To do: Reproduce word for word the part of the blog post below on genome sequencing prices, starting with "In fact, one" and going on through "when he returns.".

Hot on the heels of my blog entry on Tuesday about Stanford's new Center for Genome and Personalized Medicine comes startling news about the price tag for sequencing whole genomes. According to Forbes.com:
Illumina, the maker of DNA decoders, today lowered the cost of its consumer gene-sequencing product from $48,000 to $19,500, with a cost of $14,500 for people in groups of five or more that use the same physician. It also introduced a new category of customer: for patients who might get actionable medical information, such as cancer patients who could use genomic information to pick medicines, the service will be available for $9,500. The announcement was made at the Consumer Genetics Conference in Boston.
In fact, one conference attendee presented information indicating that price drops in whole genome sequencing are occurring at a rate that surpasses Moore's law, says Forbes senior editor Matthew Herper:
Cancer patients are likely to be among the first to benefit from these dropping prices. The idea is that knowing the gene sequences of a patient will help patients pick targeted cancer drugs. At $9,500, the sequencing already costs less than a course of treatment with newer cancer medicines sold by Novartis and Eli Lilly.
Stanford geneticist (and director of our new center), Michael Snyder, PhD, is at the conference now. It will be interesting to hear his take on this and other news when he returns.

Available data:
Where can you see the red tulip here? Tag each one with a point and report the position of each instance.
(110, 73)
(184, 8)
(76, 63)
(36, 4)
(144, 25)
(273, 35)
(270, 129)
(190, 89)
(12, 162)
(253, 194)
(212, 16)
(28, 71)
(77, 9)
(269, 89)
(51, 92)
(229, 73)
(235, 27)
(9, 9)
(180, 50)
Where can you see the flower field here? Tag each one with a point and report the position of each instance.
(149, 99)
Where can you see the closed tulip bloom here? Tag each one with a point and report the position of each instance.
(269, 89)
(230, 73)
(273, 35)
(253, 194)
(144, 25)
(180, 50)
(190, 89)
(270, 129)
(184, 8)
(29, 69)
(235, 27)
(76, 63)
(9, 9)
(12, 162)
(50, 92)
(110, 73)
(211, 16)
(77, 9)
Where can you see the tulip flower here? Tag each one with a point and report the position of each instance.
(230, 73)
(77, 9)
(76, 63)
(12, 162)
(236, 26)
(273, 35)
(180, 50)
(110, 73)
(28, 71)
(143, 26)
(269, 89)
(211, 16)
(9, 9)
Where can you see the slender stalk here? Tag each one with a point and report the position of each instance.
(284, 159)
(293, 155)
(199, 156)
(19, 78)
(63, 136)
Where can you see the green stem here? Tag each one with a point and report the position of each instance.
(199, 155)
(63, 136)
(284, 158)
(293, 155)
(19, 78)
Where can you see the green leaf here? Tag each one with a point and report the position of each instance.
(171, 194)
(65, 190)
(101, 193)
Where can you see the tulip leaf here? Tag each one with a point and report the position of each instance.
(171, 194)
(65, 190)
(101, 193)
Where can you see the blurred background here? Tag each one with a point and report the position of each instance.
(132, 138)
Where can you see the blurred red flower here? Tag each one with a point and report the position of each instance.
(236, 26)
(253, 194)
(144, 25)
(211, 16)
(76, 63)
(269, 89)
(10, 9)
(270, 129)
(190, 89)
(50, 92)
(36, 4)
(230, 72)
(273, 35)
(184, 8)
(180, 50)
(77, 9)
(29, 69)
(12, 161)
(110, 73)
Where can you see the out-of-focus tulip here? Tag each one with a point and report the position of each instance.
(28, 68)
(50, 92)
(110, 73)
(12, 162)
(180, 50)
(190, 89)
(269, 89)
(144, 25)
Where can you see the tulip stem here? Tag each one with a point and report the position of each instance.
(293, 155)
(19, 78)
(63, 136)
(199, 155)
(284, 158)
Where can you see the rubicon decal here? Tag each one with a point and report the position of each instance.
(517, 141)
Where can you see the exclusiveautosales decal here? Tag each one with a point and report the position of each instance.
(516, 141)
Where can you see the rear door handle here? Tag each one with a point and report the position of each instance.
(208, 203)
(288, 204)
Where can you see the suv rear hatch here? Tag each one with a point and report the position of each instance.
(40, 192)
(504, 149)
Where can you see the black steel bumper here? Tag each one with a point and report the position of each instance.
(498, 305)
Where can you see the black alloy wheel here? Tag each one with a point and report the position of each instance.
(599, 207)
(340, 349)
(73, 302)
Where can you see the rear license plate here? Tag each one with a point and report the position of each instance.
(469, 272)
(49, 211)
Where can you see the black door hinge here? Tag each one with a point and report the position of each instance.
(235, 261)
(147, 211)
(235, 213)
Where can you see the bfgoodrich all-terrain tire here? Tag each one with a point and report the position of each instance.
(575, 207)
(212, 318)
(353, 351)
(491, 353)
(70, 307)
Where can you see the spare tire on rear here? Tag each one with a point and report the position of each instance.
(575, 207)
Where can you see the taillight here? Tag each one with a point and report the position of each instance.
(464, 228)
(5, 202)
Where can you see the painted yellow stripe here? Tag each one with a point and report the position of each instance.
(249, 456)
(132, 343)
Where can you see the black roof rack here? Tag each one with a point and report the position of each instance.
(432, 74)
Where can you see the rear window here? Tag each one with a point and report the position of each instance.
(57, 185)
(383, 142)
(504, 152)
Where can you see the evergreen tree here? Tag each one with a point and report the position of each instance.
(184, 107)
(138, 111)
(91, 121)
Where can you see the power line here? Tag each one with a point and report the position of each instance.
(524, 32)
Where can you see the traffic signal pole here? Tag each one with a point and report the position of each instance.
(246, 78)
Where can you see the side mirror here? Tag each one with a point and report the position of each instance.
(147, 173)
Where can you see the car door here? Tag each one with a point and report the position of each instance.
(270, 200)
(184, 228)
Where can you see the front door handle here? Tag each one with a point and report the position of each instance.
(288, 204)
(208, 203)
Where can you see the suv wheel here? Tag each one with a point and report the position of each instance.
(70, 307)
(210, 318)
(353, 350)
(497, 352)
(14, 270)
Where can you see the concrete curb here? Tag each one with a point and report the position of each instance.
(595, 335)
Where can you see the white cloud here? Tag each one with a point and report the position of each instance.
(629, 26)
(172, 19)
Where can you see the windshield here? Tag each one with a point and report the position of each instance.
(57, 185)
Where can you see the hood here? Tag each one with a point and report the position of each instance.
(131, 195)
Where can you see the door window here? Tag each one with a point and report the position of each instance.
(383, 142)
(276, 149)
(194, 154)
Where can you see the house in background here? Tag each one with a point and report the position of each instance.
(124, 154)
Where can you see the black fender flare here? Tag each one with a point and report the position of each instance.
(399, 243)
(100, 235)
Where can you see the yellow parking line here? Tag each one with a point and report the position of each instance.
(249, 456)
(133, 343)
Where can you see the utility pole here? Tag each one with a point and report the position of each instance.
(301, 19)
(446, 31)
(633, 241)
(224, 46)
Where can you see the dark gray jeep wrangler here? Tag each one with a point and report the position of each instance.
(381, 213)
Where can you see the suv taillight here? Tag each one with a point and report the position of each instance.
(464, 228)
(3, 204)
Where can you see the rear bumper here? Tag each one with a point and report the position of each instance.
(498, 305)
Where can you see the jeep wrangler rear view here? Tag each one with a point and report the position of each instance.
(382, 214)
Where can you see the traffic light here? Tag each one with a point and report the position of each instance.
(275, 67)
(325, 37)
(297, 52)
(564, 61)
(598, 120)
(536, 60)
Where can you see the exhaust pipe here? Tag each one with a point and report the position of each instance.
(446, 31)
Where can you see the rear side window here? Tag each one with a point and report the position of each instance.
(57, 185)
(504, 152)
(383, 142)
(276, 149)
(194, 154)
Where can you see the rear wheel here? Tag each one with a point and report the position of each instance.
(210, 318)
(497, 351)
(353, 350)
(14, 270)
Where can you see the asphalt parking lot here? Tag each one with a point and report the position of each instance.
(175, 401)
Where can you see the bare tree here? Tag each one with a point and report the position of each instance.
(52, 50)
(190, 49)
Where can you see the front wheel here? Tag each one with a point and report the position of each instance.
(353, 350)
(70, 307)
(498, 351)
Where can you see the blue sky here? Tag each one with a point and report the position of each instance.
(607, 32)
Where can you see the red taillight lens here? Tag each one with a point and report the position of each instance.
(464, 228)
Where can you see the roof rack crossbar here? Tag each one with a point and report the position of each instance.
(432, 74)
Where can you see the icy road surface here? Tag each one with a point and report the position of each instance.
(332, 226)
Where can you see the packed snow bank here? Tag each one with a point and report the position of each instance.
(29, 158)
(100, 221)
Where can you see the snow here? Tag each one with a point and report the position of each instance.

Answer to this task:
In fact, one conference attendee presented information indicating that price drops in whole genome sequencing are occurring at a rate that surpasses Moore's law, says Forbes senior editor Matthew Herper:
Cancer patients are likely to be among the first to benefit from these dropping prices. The idea is that knowing the gene sequences of a patient will help patients pick targeted cancer drugs. At $9,500, the sequencing already costs less than a course of treatment with newer cancer medicines sold by Novartis and Eli Lilly.
Stanford geneticist (and director of our new center), Michael Snyder, PhD, is at the conference now. It will be interesting to hear his take on this and other news when he returns.